§ **SOURCE DOCUMENT**:
>> Start
March 26, 2025
Nuuk, Greenland
Source: Bigstock
One of the more curious aspects of the second Trump administration is how, without warning to voters, the White House has suddenly become more pugnacious than James K. Polk at threatening wars of conquest in the frozen north. As Donald Trump recently ominously observed:
We need Greenland for national security and even international security. And I think we’re going to get it one way or the other.
For example, with Second Lady Usha Vance soon to visit Greenland due to her newly discovered fascination with dogsled racing, JD Vance told Fox News:
Denmark, which controls Greenland, it’s not doing its job and it’s not being a good ally. So you have to ask yourself: “How are we going to solve that problem, solve our national security?” If that means that we need to take more territorial interest in Greenland, that is what President Trump is going to do, because he doesn’t care about what the Europeans scream at us. He cares about putting the interest of America’s citizens first.
Of course, objectively, Denmark is a pretty good ally. It has let America build up our Thule Air Base (now renamed Pituffik Space Base), where my brother-in-law served in the 1980s, for free since 1951. During WWII the Danish government-in-exile endorsed the U.S.’s occupation of Greenland, and likely would in the case of WWIII unless America made itself too obnoxious.
>> End
§ **INSTRUCTIONS FOR THE TASK**:
Extend the commentary on the White House's push to acquire Greenland, picking up after its last sentence.

§ **SOURCE EXCERPT**:
>> Start
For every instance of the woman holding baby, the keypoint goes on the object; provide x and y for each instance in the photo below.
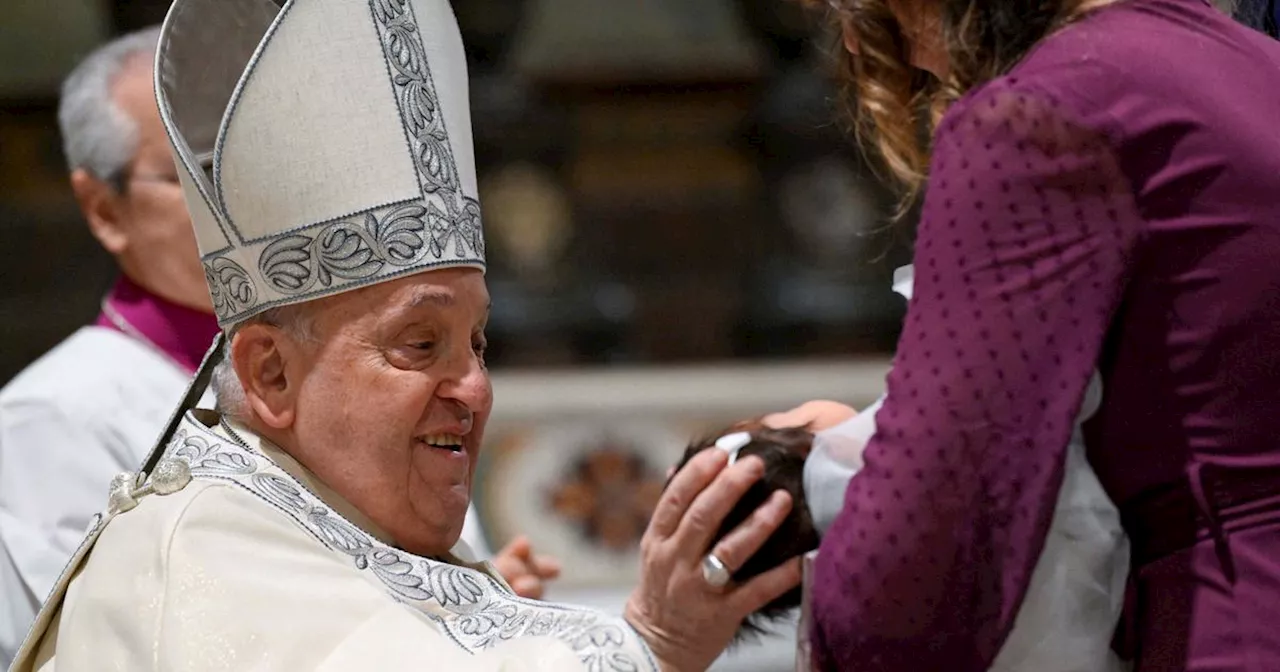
>> End
§ **REPLY**:
Denmark has also fought alongside the U.S. in our post-9/11 wars. On a per capita basis, little Denmark lost three-fourths as many men in combat in Afghanistan as the U.S. did.
Denmark currently devotes 2.4 percent of its GDP to defense, less than America’s 3.4 percent, but above average for NATO and more than Britain, France, or Germany spends. It has committed to boosting military spending to at least 3 percent of GDP next year.
It’s been the world’s second most generous relative contributor of aid to Ukraine, following only Estonia, giving four times as much proportionally as the U.S.
And Denmark’s immigration restriction policies ought to have served as a role model for America over the past two dozen years.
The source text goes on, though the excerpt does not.